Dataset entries
════
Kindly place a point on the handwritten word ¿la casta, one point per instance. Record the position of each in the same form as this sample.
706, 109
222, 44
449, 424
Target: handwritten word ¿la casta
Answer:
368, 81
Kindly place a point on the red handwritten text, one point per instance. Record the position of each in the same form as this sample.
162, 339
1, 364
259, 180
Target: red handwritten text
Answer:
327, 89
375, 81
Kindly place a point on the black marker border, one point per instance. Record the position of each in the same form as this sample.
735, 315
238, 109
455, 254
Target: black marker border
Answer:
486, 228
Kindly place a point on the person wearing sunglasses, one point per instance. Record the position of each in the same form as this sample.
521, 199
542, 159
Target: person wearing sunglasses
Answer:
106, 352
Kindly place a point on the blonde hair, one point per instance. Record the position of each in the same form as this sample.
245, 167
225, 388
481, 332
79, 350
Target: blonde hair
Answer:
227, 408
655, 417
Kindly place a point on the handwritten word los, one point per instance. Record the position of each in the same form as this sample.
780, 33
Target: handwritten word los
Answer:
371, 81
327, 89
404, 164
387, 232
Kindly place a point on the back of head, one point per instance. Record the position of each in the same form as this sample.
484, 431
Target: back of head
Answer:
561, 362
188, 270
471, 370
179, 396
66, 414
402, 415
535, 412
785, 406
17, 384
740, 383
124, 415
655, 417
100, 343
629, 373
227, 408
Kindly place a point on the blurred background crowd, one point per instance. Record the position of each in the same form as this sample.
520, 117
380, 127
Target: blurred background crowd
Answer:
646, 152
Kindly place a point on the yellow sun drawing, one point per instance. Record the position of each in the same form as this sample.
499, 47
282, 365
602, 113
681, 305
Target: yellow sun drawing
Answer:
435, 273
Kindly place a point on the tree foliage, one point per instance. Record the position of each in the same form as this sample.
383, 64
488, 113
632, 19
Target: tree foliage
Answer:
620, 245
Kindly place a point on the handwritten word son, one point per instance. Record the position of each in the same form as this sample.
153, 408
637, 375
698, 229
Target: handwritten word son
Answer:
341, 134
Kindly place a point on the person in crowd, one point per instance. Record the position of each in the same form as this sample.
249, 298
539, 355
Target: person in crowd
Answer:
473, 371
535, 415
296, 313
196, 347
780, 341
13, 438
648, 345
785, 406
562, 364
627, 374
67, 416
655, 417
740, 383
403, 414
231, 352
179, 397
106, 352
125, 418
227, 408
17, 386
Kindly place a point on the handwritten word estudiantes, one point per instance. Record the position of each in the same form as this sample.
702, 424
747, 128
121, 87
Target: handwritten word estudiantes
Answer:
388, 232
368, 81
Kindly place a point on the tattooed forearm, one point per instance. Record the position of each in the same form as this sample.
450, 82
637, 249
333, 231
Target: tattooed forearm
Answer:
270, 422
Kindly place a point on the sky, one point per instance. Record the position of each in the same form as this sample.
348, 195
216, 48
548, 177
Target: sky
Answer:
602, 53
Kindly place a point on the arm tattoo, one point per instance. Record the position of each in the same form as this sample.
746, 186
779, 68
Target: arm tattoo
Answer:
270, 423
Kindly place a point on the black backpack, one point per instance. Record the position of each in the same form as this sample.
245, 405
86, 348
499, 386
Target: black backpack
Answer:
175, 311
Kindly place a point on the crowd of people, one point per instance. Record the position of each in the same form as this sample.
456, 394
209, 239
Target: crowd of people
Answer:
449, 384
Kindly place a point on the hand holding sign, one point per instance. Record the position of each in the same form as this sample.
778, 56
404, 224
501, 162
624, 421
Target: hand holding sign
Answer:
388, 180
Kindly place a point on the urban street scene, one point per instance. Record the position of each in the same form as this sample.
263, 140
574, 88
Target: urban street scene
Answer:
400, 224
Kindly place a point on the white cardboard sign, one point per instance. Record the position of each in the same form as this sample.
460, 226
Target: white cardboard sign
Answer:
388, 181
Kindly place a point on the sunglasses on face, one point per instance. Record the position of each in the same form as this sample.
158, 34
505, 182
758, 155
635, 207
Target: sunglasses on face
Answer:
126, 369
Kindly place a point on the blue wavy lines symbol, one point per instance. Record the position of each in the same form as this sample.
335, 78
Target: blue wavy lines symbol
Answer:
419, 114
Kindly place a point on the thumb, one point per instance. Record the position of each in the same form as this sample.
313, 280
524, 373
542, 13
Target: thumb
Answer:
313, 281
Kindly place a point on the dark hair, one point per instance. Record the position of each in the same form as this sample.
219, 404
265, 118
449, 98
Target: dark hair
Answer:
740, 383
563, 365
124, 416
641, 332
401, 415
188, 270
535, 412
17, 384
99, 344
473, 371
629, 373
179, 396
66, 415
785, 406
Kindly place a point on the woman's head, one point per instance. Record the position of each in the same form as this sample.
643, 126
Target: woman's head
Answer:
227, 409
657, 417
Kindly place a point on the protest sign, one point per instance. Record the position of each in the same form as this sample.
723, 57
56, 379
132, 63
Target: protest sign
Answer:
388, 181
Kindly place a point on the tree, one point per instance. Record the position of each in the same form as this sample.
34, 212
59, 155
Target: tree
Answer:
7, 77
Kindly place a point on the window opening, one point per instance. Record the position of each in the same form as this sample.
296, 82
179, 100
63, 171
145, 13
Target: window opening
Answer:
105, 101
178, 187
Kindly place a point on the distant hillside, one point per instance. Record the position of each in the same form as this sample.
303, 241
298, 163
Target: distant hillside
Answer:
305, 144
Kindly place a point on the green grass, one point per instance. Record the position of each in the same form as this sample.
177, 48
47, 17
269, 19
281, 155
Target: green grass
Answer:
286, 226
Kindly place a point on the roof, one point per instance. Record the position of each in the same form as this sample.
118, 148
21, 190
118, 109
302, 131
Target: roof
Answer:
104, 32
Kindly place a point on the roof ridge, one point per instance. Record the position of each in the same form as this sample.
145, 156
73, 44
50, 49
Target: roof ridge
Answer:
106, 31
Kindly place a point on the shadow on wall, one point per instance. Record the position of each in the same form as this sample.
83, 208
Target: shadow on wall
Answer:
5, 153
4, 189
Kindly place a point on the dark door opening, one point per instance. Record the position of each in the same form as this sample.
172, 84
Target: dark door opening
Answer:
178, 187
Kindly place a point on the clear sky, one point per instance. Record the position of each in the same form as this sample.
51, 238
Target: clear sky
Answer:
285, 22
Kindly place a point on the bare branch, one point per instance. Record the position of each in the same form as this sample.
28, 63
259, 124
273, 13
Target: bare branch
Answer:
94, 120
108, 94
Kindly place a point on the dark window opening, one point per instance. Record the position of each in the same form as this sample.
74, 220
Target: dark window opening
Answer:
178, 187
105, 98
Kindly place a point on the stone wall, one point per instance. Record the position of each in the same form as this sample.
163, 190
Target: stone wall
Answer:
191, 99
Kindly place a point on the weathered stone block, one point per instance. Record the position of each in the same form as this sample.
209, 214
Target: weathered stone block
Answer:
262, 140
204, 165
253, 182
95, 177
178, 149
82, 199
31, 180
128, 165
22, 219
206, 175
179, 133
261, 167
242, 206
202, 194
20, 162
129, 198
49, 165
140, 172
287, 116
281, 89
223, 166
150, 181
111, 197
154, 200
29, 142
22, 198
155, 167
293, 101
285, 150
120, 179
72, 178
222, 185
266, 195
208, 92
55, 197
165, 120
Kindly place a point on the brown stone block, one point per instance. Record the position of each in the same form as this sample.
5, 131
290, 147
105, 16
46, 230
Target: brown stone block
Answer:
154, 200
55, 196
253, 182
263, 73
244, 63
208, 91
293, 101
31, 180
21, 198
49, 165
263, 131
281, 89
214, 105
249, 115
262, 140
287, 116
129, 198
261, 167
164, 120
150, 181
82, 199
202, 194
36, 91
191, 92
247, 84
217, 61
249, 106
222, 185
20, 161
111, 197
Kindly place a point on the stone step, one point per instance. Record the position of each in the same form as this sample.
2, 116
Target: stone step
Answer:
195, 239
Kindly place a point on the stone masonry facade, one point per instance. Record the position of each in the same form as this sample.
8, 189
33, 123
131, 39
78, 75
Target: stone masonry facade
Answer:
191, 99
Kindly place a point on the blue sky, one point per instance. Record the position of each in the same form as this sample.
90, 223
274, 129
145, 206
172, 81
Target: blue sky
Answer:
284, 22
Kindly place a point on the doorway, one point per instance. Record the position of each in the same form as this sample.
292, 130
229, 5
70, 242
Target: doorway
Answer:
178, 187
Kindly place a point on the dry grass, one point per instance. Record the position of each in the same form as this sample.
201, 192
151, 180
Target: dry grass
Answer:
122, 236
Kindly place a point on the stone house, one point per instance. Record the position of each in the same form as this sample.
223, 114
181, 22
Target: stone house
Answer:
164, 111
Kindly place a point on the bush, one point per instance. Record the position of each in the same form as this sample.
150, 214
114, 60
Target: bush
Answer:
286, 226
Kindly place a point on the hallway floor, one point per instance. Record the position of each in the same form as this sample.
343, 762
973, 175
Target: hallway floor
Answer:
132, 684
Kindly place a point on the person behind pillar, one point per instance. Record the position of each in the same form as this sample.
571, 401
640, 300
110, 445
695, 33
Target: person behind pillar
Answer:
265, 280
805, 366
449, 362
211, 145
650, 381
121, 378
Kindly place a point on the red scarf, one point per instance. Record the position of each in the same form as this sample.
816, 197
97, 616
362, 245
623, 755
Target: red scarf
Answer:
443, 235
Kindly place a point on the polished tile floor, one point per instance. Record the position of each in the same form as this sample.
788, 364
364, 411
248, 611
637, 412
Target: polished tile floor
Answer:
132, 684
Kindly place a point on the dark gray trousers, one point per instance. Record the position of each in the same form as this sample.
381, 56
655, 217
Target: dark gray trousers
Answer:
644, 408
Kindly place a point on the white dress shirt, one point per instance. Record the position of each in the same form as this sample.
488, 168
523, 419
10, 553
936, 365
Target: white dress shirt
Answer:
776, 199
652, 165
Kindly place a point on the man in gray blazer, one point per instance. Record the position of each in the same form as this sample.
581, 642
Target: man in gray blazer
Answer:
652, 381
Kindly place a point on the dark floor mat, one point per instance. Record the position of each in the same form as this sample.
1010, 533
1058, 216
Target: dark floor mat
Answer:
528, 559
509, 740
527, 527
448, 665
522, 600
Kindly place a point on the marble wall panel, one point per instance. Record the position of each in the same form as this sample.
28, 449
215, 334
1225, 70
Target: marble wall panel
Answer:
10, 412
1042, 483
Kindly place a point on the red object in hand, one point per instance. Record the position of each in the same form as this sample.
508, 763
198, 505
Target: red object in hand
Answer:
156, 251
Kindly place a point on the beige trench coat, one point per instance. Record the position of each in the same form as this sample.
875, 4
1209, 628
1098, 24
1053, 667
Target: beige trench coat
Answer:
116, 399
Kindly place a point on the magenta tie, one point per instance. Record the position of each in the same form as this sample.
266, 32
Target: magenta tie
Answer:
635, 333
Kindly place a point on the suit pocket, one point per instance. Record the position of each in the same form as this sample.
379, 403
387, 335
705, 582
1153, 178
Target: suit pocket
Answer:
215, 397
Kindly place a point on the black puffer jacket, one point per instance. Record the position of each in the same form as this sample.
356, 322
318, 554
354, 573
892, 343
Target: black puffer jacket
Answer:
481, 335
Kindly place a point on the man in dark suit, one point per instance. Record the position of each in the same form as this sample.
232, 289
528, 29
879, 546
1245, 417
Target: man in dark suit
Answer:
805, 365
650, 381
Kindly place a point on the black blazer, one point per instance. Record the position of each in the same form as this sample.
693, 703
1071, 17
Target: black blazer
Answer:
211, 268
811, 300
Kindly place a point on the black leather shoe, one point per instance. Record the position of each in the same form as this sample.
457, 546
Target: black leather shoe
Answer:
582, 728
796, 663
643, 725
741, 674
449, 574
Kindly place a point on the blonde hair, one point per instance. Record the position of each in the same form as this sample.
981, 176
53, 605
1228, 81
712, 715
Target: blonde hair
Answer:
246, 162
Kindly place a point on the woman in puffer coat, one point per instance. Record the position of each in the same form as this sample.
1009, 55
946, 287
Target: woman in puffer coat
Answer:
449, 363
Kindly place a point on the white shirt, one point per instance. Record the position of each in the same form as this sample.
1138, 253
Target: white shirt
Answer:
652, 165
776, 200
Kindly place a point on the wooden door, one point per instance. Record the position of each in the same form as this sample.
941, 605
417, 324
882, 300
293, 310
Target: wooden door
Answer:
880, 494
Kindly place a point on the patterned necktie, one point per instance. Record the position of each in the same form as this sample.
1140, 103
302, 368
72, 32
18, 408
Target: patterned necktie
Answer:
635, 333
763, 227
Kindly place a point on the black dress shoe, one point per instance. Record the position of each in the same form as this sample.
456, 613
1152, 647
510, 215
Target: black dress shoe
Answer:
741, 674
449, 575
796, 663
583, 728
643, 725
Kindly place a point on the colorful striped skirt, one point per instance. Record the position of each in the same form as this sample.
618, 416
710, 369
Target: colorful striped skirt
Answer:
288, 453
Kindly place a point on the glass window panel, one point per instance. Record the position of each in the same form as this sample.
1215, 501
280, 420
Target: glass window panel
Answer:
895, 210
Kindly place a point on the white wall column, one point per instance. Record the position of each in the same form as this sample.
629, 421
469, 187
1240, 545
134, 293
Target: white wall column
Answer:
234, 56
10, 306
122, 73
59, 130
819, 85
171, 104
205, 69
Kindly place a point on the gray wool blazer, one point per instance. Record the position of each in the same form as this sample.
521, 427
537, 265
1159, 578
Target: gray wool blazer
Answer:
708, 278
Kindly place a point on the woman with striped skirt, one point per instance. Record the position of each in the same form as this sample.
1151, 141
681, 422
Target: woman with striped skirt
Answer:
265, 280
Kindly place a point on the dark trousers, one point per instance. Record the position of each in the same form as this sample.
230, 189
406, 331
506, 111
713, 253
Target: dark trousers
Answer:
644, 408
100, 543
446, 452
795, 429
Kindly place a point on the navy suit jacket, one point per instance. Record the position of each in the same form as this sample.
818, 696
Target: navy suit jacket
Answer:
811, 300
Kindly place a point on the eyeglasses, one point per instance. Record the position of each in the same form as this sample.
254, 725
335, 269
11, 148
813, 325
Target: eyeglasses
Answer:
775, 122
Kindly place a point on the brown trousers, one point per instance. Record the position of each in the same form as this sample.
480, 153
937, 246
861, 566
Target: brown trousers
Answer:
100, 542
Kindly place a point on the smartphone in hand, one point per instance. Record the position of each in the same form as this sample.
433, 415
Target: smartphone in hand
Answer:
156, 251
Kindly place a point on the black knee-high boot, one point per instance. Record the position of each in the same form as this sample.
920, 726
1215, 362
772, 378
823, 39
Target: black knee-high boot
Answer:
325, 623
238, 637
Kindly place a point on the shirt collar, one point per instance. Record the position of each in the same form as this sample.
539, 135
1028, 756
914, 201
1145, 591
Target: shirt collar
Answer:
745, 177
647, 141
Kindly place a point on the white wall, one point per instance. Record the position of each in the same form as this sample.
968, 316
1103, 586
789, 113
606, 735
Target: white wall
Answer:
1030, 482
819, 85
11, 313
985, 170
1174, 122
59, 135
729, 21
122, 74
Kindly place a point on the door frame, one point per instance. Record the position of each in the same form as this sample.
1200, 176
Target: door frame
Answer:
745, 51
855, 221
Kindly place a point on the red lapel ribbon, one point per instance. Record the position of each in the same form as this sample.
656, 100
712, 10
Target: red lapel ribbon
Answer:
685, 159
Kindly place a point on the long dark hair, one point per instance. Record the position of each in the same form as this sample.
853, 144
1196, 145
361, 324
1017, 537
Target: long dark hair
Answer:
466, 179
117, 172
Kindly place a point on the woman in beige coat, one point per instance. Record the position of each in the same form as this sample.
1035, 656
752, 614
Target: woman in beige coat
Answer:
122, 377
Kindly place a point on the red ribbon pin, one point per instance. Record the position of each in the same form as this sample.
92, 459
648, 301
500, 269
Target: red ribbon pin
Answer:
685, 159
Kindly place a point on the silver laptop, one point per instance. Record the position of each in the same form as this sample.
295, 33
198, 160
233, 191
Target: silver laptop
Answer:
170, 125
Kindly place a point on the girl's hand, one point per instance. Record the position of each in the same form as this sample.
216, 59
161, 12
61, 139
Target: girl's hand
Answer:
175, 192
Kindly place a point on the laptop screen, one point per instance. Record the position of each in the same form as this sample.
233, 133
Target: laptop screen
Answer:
════
**DIRECTIVE**
Begin at the line containing "Kindly place a point on the door frame, one" and reproduce each line through the end of the records above.

**THE SOLUTION**
Kindly place a point on the door frame, one point per instance. Record the position of each in the same form as this sample.
1200, 176
Target: door frame
Answer:
745, 51
855, 221
Kindly place a point on the red lapel ribbon, one point per instance. Record the position of each in the same form as this sample.
656, 100
712, 10
Target: red lapel ribbon
Answer:
685, 159
Kindly place a point on the long dark hair, one point per instance. Record the position of each in the same form as this sample.
853, 144
1196, 145
361, 324
1017, 537
Target: long dark hair
Answer:
466, 179
117, 172
Kindly place a point on the woman in beige coat, one point per instance. Record the position of each in the same form as this sample.
1035, 656
752, 614
Target: woman in beige coat
Answer:
122, 377
Kindly place a point on the red ribbon pin, one point per instance. Record the position of each in the same form as this sample.
92, 459
648, 301
500, 269
Target: red ribbon pin
Answer:
685, 159
Kindly place a point on the silver laptop, one point per instance. Record the position of each in the same form as this sample.
295, 33
198, 160
233, 191
Target: silver laptop
Answer:
170, 125
Kindly place a point on the girl's hand, one point per instance. Record the position of each in the same form as this sample.
216, 59
161, 12
61, 139
Target: girl's hand
Answer:
175, 192
Kindly place a point on the laptop screen, one point per instance. Record the position of each in the same form as this sample.
233, 133
Target: laptop screen
Answer:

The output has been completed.